I work for a cable company and havi installed cisco ta's with numerous premiers, including my own. I have yet to see a problem like you are having. Do you have any cable boxes in your home from the cable company? If so check to see if they are working for on demand content or switched digital channels. Then move one to your room with the TiVo. If you have no cable boxes ask the tech to use his test box to see if switched digital or on demand works at your tv where you use the TiVo. If the cable box fails to work properly then it is a upstream issue caused by a bad line, fitting, or splitter somewhere. Could also be a bad faceplate at the tap.


----------



## Darthsnipe (Jun 28, 2010)

Chdwil said:


> I work for a cable company and havi installed cisco ta's with numerous premiers, including my own. I have yet to see a problem like you are having. Do you have any cable boxes in your home from the cable company? If so check to see if they are working for on demand content or switched digital channels. Then move one to your room with the TiVo. If you have no cable boxes ask the tech to use his test box to see if switched digital or on demand works at your tv where you use the TiVo. If the cable box fails to work properly then it is a upstream issue caused by a bad line, fitting, or splitter somewhere. Could also be a bad faceplate at the tap.


I actually had a previous Cable DVR there where the TiVo is currently and had no problem with any channel when it was there. I even had my on demand working smoothly. Also, the 2nd tech actually replaced the lines, tips, splitters, and checked the tap at the pole with no dice also. This is an odd situation.


----------



## Chdwil (Jun 20, 2010)

Darthsnipe said:


> I actually had a previous Cable DVR there where the TiVo is currently and had no problem with any channel when it was there. I even had my on demand working smoothly. Also, the 2nd tech actually replaced the lines, tips, splitters, and checked the tap at the pole with no dice also. This is an odd situation.


I really do not know what else it could be other than the card or a bad USB cable between the TiVo and cisco box.


----------



## Darthsnipe (Jun 28, 2010)

Chdwil said:


> I really do not know what else it could be other than the card or a bad USB cable between the TiVo and cisco box.


So, tech comes in today. Switched out everything including CableCard and tuning adapter. Apparently, only now the dispatch from Cablevision in my region admits that there is something wrong with the network communicating with tuning adapters when the tech called dispatch. -_- Epic fail. So now I have to wait until that is fixed and hopefully Cablevision will call me back to tell me when I am fixed for this tuning adapter. This is SO ANNOYING. I have not enjoyed my TiVO experience due to lousy cable networks.


----------



## Chdwil (Jun 20, 2010)

Darthsnipe said:


> So, tech comes in today. Switched out everything including CableCard and tuning adapter. Apparently, only now the dispatch from Cablevision in my region admits that there is something wrong with the network communicating with tuning adapters when the tech called dispatch. -_- Epic fail. So now I have to wait until that is fixed and hopefully Cablevision will call me back to tell me when I am fixed for this tuning adapter. This is SO ANNOYING. I have not enjoyed my TiVO experience due to lousy cable networks.


Sorry to hear about that. I refuse to use my companies dvr even though I get it free. I would rather pay for TiVo. I have had very little problems with my tuning adapter.


----------



## mryan3 (Jul 3, 2010)

Record set:
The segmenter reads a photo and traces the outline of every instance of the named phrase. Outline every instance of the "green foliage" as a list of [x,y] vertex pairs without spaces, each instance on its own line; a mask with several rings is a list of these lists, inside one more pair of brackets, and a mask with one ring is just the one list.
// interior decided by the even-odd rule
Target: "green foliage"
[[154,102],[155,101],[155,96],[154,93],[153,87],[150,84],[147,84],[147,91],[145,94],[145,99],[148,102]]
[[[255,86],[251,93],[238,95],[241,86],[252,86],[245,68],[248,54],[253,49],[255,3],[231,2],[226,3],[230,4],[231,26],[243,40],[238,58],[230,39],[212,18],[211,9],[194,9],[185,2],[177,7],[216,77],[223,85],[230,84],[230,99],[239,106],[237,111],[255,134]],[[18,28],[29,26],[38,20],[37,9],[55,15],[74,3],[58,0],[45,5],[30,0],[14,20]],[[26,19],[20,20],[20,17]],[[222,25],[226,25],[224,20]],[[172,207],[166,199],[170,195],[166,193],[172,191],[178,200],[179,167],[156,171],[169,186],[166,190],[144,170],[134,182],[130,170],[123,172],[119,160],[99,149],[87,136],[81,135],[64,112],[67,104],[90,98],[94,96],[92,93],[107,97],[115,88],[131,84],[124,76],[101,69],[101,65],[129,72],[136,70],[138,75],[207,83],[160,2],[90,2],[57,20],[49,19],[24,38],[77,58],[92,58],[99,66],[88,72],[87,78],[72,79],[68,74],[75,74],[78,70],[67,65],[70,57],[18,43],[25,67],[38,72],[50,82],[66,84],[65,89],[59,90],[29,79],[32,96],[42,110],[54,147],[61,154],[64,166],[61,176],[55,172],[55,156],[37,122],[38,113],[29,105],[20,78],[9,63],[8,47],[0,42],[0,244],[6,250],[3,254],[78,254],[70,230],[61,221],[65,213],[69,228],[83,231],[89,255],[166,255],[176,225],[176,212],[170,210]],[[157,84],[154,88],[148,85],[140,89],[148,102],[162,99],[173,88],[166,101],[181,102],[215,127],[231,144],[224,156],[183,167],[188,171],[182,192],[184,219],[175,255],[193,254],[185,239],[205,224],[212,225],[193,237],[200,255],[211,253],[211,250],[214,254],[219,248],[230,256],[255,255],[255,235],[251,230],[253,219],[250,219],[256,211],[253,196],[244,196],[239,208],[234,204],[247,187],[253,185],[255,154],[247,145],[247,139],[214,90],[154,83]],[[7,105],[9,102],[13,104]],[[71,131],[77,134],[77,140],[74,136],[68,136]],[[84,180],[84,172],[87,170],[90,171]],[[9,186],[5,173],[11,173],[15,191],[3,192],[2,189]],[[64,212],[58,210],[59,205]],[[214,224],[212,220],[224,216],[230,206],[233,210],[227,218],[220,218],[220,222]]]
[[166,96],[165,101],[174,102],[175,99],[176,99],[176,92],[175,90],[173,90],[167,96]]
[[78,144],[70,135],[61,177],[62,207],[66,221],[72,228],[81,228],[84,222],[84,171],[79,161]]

Using the information:
• 1. In the forum thread's first post, what faulty parts does the cable company worker name as possible causes of an upstream issue? List every one.
• 2. Quote the forum thread word for word, from "Sorry to hear" to "my tuning adapter.".

Problem solutions:
• 1.
- A bad line
- A bad fitting
- A bad splitter
- A bad faceplate at the tap

• 2.
Sorry to hear about that. I refuse to use my companies dvr even though I get it free. I would rather pay for TiVo. I have had very little problems with my tuning adapter.